§ **GIVEN PASSAGE**:

Venus: Devoid of markings this planet requires color filters to increase image contrast. A deep blue filter (W46, W47) is useful to reveal the very low contrast shadings in its atmosphere. Since Venus is extremely bright a filter is necessary to cut down on its intensity and reduce irradiation in the observers eye. Venus is often observed in the daytime a red filter is used to darken the blue background sky and increase contrast as well.

The Moon: A green filter (W57) used in conjunction with a neutral density filter is a great way to increase lunar surface features and reduce its excessive glare. Special Moon filters are also available and are usually very dense and green in color.

Mars: Observed both at night and in twilight hours. Difficult to observe due to bright surface. Mars is similar to Earth because the surface and its atmosphere can been seen.

Yellow (W12, W15) to brighten desert regions, darkens bluish and brownish features.

Orange (W21, W23A) further increases contrast between light and dark features, penetrates hazes and most clouds, and limited detection of dust clouds.

Red (W25, W29) gives maximum contrast of surface features, enhances fine surface details, dust clouds boundaries, and polar cap boundaries.

Green (W57) darkens red and blue features, enhances frost patches, surface fogs, and polar projections.

Blue-Green (W64) helps detect ice-fogs and polar hazes.

Blue (W80A, W38, W38A) and deep blue (W46, W47) shows atmospheric clouds, discrete white clouds, and limb hazes, equatorial cloud bands, polar cloud hoods, and darkens reddish features.

Magenta (W30, W32) will enhance red and blue features and darkens green ones. Improves polar region features and some Martian clouds.

Jupiter: This bright gaseous planet is a very interesting object to study in different colors of light. Using a light blue filter (W38A), W80A) enhances the contrast within the bright zones on this planet and sharpens boundaries of faint cloud currents. Since Jupiter's belts are brown both the green (W57) and blue (W47) filters will darken them. A yellow (W12, W15) filter will darken the blue festoons that appear near the North Equatorial Belts south edge and equatorial zone. A magenta (W30) filter is great to brighten and enhance those white ovals seen in the South Temperate Belts and Zone.

§ **STATED EXERCISE**: Reproduce the full text on color filters for observing the planets and the Moon, word for word.

§ **STORED DATA**:

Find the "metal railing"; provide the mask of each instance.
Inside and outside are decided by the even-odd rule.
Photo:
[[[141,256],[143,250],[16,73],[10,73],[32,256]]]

§ **OUTPUT OF THE TASK**:
Venus: Devoid of markings this planet requires color filters to increase image contrast. A deep blue filter (W46, W47) is useful to reveal the very low contrast shadings in its atmosphere. Since Venus is extremely bright a filter is necessary to cut down on its intensity and reduce irradiation in the observers eye. Venus is often observed in the daytime a red filter is used to darken the blue background sky and increase contrast as well.

The Moon: A green filter (W57) used in conjunction with a neutral density filter is a great way to increase lunar surface features and reduce its excessive glare. Special Moon filters are also available and are usually very dense and green in color.

Mars: Observed both at night and in twilight hours. Difficult to observe due to bright surface. Mars is similar to Earth because the surface and its atmosphere can been seen.

Yellow (W12, W15) to brighten desert regions, darkens bluish and brownish features.

Orange (W21, W23A) further increases contrast between light and dark features, penetrates hazes and most clouds, and limited detection of dust clouds.

Red (W25, W29) gives maximum contrast of surface features, enhances fine surface details, dust clouds boundaries, and polar cap boundaries.

Green (W57) darkens red and blue features, enhances frost patches, surface fogs, and polar projections.

Blue-Green (W64) helps detect ice-fogs and polar hazes.

Blue (W80A, W38, W38A) and deep blue (W46, W47) shows atmospheric clouds, discrete white clouds, and limb hazes, equatorial cloud bands, polar cloud hoods, and darkens reddish features.

Magenta (W30, W32) will enhance red and blue features and darkens green ones. Improves polar region features and some Martian clouds.

Jupiter: This bright gaseous planet is a very interesting object to study in different colors of light. Using a light blue filter (W38A), W80A) enhances the contrast within the bright zones on this planet and sharpens boundaries of faint cloud currents. Since Jupiter's belts are brown both the green (W57) and blue (W47) filters will darken them. A yellow (W12, W15) filter will darken the blue festoons that appear near the North Equatorial Belts south edge and equatorial zone. A magenta (W30) filter is great to brighten and enhance those white ovals seen in the South Temperate Belts and Zone.